-- Begin Input rows --
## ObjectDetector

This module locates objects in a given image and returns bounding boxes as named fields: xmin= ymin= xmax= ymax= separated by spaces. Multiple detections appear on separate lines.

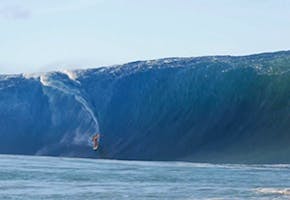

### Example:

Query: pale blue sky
xmin=0 ymin=0 xmax=290 ymax=73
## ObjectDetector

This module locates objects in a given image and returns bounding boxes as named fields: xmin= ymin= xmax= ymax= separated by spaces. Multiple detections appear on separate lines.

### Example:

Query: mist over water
xmin=0 ymin=155 xmax=290 ymax=200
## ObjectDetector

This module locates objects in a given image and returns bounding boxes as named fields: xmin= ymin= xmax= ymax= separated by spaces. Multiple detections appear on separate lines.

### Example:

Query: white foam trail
xmin=60 ymin=69 xmax=80 ymax=83
xmin=40 ymin=74 xmax=99 ymax=141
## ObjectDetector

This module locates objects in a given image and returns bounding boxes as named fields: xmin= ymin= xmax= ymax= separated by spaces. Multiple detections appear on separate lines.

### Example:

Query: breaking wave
xmin=0 ymin=52 xmax=290 ymax=163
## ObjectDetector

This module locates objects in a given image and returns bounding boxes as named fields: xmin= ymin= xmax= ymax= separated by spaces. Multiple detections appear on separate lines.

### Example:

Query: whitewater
xmin=0 ymin=155 xmax=290 ymax=200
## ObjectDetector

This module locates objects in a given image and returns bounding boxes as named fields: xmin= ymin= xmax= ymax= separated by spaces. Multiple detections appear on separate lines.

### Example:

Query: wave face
xmin=0 ymin=51 xmax=290 ymax=163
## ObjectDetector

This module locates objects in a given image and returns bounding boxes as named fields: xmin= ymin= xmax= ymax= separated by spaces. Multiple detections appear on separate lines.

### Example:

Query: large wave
xmin=0 ymin=52 xmax=290 ymax=163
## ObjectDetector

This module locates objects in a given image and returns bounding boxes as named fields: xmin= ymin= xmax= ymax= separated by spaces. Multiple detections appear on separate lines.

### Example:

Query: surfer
xmin=92 ymin=133 xmax=100 ymax=151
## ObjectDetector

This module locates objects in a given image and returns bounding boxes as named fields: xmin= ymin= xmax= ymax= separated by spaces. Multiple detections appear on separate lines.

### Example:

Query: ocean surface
xmin=0 ymin=155 xmax=290 ymax=200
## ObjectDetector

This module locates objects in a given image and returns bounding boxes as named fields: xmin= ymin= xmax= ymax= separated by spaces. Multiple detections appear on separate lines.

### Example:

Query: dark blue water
xmin=0 ymin=155 xmax=290 ymax=200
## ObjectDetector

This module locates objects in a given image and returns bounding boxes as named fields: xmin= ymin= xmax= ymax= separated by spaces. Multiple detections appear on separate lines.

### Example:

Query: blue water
xmin=0 ymin=155 xmax=290 ymax=200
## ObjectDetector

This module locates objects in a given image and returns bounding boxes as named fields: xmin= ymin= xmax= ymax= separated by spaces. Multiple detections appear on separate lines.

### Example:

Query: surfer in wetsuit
xmin=92 ymin=133 xmax=100 ymax=151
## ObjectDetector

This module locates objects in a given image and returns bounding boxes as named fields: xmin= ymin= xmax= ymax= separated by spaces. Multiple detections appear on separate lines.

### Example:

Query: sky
xmin=0 ymin=0 xmax=290 ymax=74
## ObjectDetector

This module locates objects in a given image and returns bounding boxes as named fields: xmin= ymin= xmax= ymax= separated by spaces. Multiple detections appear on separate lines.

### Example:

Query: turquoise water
xmin=0 ymin=155 xmax=290 ymax=200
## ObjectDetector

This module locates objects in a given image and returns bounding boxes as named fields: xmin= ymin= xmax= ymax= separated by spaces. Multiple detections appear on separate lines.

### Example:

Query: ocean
xmin=0 ymin=155 xmax=290 ymax=200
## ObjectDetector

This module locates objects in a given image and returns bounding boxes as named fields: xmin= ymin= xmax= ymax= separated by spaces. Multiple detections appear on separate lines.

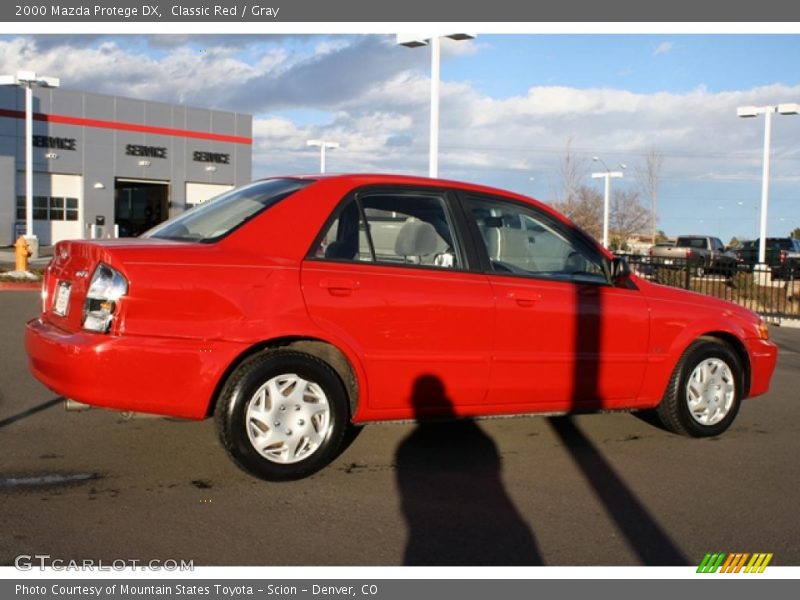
-- End Input rows --
▸ **Exercise instructions**
Filter the records above down to every line containing the string "surfer" and copy those lines. Treat the match as case-sensitive.

▸ **Worked answer**
Query: surfer
Query: surfer in wetsuit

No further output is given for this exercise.